§ **Exercise details**: Down to the final line, reproduce the entries that follow exactly.

(Dataset entries)
::::::
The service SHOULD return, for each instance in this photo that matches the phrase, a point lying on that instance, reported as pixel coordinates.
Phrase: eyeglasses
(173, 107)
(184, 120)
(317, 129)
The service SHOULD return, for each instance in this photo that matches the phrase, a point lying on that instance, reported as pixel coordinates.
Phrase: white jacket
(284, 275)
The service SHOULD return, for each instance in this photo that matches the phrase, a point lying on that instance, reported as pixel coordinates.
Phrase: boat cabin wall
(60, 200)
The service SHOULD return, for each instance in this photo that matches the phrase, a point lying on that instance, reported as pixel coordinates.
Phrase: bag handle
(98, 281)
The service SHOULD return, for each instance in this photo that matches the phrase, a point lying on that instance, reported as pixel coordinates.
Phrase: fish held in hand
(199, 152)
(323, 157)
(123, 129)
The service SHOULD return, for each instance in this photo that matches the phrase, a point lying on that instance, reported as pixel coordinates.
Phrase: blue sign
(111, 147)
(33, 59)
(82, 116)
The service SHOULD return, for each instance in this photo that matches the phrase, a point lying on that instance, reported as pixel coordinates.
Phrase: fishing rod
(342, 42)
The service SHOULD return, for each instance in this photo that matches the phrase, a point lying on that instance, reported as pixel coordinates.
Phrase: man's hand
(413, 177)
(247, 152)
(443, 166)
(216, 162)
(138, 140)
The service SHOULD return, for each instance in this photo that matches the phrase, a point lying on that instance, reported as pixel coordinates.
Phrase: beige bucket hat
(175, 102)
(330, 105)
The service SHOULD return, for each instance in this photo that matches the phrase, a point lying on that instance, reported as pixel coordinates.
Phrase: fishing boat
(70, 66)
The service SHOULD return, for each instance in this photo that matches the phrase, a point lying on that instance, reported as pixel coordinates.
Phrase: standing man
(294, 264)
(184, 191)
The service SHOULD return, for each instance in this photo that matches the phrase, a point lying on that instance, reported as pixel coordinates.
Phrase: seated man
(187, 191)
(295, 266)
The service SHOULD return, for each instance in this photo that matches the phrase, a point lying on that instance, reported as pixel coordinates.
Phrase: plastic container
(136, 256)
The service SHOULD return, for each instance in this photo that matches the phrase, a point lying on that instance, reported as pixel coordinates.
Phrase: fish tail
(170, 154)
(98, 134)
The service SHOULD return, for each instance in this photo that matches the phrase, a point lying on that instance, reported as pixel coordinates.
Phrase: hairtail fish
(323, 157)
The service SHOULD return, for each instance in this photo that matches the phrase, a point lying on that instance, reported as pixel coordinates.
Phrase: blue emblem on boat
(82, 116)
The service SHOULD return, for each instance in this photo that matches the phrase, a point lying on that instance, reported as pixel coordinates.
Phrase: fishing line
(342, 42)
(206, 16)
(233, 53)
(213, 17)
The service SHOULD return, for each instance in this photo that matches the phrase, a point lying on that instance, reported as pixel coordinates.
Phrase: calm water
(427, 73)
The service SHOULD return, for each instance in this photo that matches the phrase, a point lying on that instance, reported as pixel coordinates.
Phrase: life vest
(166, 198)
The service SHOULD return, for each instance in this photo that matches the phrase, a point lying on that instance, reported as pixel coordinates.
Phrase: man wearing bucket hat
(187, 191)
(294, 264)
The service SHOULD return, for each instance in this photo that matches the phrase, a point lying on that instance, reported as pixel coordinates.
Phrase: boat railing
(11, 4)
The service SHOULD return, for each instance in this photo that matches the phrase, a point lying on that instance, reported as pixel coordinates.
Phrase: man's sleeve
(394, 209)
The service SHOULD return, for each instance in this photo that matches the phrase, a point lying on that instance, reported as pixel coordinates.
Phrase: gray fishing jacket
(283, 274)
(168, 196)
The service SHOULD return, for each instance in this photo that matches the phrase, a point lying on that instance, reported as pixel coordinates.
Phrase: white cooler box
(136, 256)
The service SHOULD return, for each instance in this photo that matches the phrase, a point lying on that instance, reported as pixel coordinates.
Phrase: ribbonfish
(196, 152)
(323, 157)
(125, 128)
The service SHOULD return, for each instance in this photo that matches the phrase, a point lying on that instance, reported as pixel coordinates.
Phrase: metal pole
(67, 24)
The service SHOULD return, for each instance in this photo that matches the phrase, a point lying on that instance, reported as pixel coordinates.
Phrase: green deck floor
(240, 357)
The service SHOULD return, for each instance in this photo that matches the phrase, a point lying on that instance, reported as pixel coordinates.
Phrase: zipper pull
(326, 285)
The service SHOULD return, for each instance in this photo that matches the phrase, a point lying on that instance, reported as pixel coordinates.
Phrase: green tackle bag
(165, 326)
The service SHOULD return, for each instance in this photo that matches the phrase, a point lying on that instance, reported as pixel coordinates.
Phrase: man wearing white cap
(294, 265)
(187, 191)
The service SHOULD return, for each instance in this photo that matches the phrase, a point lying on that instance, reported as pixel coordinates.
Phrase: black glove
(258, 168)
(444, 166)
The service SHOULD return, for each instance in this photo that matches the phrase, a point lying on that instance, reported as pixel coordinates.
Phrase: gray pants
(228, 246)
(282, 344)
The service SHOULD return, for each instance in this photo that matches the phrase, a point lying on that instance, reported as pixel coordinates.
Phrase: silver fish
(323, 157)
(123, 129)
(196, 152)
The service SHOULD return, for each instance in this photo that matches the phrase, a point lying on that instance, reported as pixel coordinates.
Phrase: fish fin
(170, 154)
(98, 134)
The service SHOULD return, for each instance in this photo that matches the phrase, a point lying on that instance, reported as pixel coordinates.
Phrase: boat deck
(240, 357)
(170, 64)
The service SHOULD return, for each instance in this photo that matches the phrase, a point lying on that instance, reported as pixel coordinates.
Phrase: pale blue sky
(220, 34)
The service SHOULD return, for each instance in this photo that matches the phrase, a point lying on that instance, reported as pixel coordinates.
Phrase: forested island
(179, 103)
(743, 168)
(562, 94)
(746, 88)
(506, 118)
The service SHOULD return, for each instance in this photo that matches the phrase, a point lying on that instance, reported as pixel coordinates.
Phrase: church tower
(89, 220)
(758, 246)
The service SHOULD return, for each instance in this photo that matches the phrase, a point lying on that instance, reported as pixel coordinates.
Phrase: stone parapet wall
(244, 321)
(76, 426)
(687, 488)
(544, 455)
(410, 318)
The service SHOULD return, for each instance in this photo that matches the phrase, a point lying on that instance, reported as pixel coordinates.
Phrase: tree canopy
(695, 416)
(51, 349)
::::::
§ **The completed task**:
The service SHOULD return, for each instance in this photo that matches the phrase, a point lying on that instance, reported as pixel coordinates.
Phrase: eyeglasses
(173, 107)
(184, 120)
(317, 129)
The service SHOULD return, for each instance in this photo that matches the phrase, a point lying on that instance, reported as pixel coordinates.
Phrase: white jacket
(284, 275)
The service SHOULD return, for each instance in this photo that matches the phrase, a point lying on that instance, reported as pixel coordinates.
Phrase: boat cabin wall
(60, 200)
The service SHOULD return, for each instance in this photo that matches the phrase, a point lying on that instance, reported as pixel coordinates.
Phrase: bag handle
(98, 281)
The service SHOULD return, for each instance in this photo that matches the phrase, a point lying on that instance, reported as pixel coordinates.
Phrase: fish held in hand
(199, 152)
(323, 157)
(123, 129)
The service SHOULD return, for each instance in this photo that matches the phrase, a point lying on that instance, reported as pixel coordinates.
Phrase: blue sign
(111, 147)
(33, 59)
(82, 116)
The service SHOULD return, for each instance in this photo that matches the phrase, a point lying on that instance, reported as pixel coordinates.
Phrase: fishing rod
(342, 42)
The service SHOULD return, for each instance in this photo that matches the phrase, a point lying on that instance, reported as pixel coordinates.
Phrase: man's hand
(413, 177)
(247, 152)
(443, 166)
(216, 162)
(138, 140)
The service SHOULD return, for each instance in this photo that matches the phrase, a point lying on that instance, reported as pixel coordinates.
Phrase: beige bucket hat
(175, 102)
(330, 105)
The service SHOULD return, for each instance in this photo that matches the phrase, a point lying on that instance, reported as pixel coordinates.
Phrase: fishing boat
(70, 66)
The service SHOULD return, for each instance in this photo that matches the phrase, a point lying on that instance, reported as pixel coordinates.
Phrase: standing man
(294, 264)
(184, 191)
The service SHOULD return, for each instance in this photo that matches the phrase, a point lying on that instance, reported as pixel coordinates.
Phrase: seated man
(187, 191)
(295, 266)
The service SHOULD return, for each instance in this photo that matches the phrase, a point lying on that instance, reported as pixel coordinates.
Phrase: plastic container
(136, 256)
The service SHOULD return, for each instance in this photo that matches the phrase, a point lying on that instance, reported as pixel coordinates.
Phrase: fish tail
(170, 154)
(98, 134)
The service SHOULD return, for each instance in this photo that matches the phrase, a point lying on that instance, reported as pixel coordinates.
Phrase: hairtail fish
(323, 157)
The service SHOULD return, for each instance in this photo that matches the phrase, a point lying on that instance, reported as pixel coordinates.
Phrase: blue emblem on boat
(82, 116)
The service SHOULD return, for each instance in this photo that matches the phrase, a point lying on that instance, reported as pixel coordinates.
Phrase: fishing line
(342, 42)
(206, 16)
(233, 53)
(213, 17)
The service SHOULD return, for each instance in this photo that matches the phrase, a point lying on that instance, reported as pixel coordinates.
Phrase: calm water
(427, 73)
The service SHOULD return, for each instance in this photo that matches the phrase, a point lying on that instance, reported as pixel coordinates.
Phrase: life vest
(166, 198)
The service SHOULD return, for each instance in this photo that matches the phrase, a point lying on that instance, reported as pixel coordinates.
Phrase: man wearing bucket hat
(187, 191)
(294, 264)
The service SHOULD return, for each instance in this photo that matches the phrase, a point lying on that instance, reported as pixel coordinates.
Phrase: boat railing
(11, 4)
The service SHOULD return, for each instance in this photo that matches the phrase, a point lying on that instance, reported as pixel coordinates.
Phrase: man's sleeve
(394, 209)
The service SHOULD return, for each instance in this photo that matches the phrase, a point lying on that instance, reported as pixel coordinates.
Phrase: gray fishing jacket
(283, 274)
(168, 196)
The service SHOULD return, for each instance in this photo that matches the phrase, a point lying on that instance, reported as pixel coordinates.
Phrase: white cooler box
(136, 256)
The service SHOULD return, for each instance in this photo that matches the phrase, a point lying on that instance, reported as pixel coordinates.
Phrase: ribbonfish
(196, 152)
(323, 157)
(125, 128)
The service SHOULD return, for each instance in this photo that matches the phrase, a point lying on that instance, reported as pixel coordinates.
Phrase: metal pole
(67, 24)
The service SHOULD return, for each instance in this photo that matches the phrase, a point lying on that instance, reported as pixel coordinates.
Phrase: green deck floor
(240, 357)
The service SHOULD return, for each instance in this photo that matches the phrase, a point lying on that instance, reported as pixel coordinates.
Phrase: zipper pull
(326, 285)
The service SHOULD return, for each instance in this photo that matches the phrase, a point lying on that instance, reported as pixel coordinates.
Phrase: green tackle bag
(165, 326)
The service SHOULD return, for each instance in this photo that matches the phrase, a point lying on that instance, reported as pixel coordinates.
Phrase: man wearing white cap
(294, 265)
(187, 191)
The service SHOULD return, for each instance in this photo that matches the phrase, a point lying on that instance, reported as pixel coordinates.
Phrase: black glove
(258, 168)
(444, 166)
The service SHOULD return, for each instance in this photo that matches the phrase, a point lying on that instance, reported as pixel coordinates.
Phrase: gray pants
(228, 246)
(282, 344)
The service SHOULD return, for each instance in this photo that matches the phrase, a point lying on that instance, reported as pixel coordinates.
Phrase: silver fish
(323, 157)
(123, 129)
(196, 152)
The service SHOULD return, for each instance in this photo that matches the phrase, a point lying on that instance, reported as pixel coordinates.
Phrase: fish fin
(170, 154)
(98, 134)
The service SHOULD return, for each instance in this photo that matches the phrase, a point lying on that instance, reported as pixel coordinates.
Phrase: boat deck
(240, 357)
(170, 64)
The service SHOULD return, for each instance in this photo that matches the phrase, a point lying on that instance, reported as pixel coordinates.
Phrase: pale blue sky
(220, 34)
The service SHOULD return, for each instance in this photo that matches the phrase, a point lying on that instance, reported as pixel coordinates.
Phrase: forested island
(179, 103)
(743, 168)
(562, 94)
(746, 88)
(506, 118)
The service SHOULD return, for each instance in this photo that matches the phrase, a point lying on that instance, reported as pixel coordinates.
Phrase: church tower
(89, 220)
(758, 246)
The service SHOULD return, for each instance in this photo that matches the phrase, a point lying on that instance, reported as pixel coordinates.
Phrase: stone parapet wall
(244, 321)
(76, 426)
(687, 488)
(544, 455)
(410, 318)
The service SHOULD return, for each instance in this photo that matches the phrase, a point lying on that instance, reported as pixel coordinates.
Phrase: tree canopy
(695, 416)
(51, 349)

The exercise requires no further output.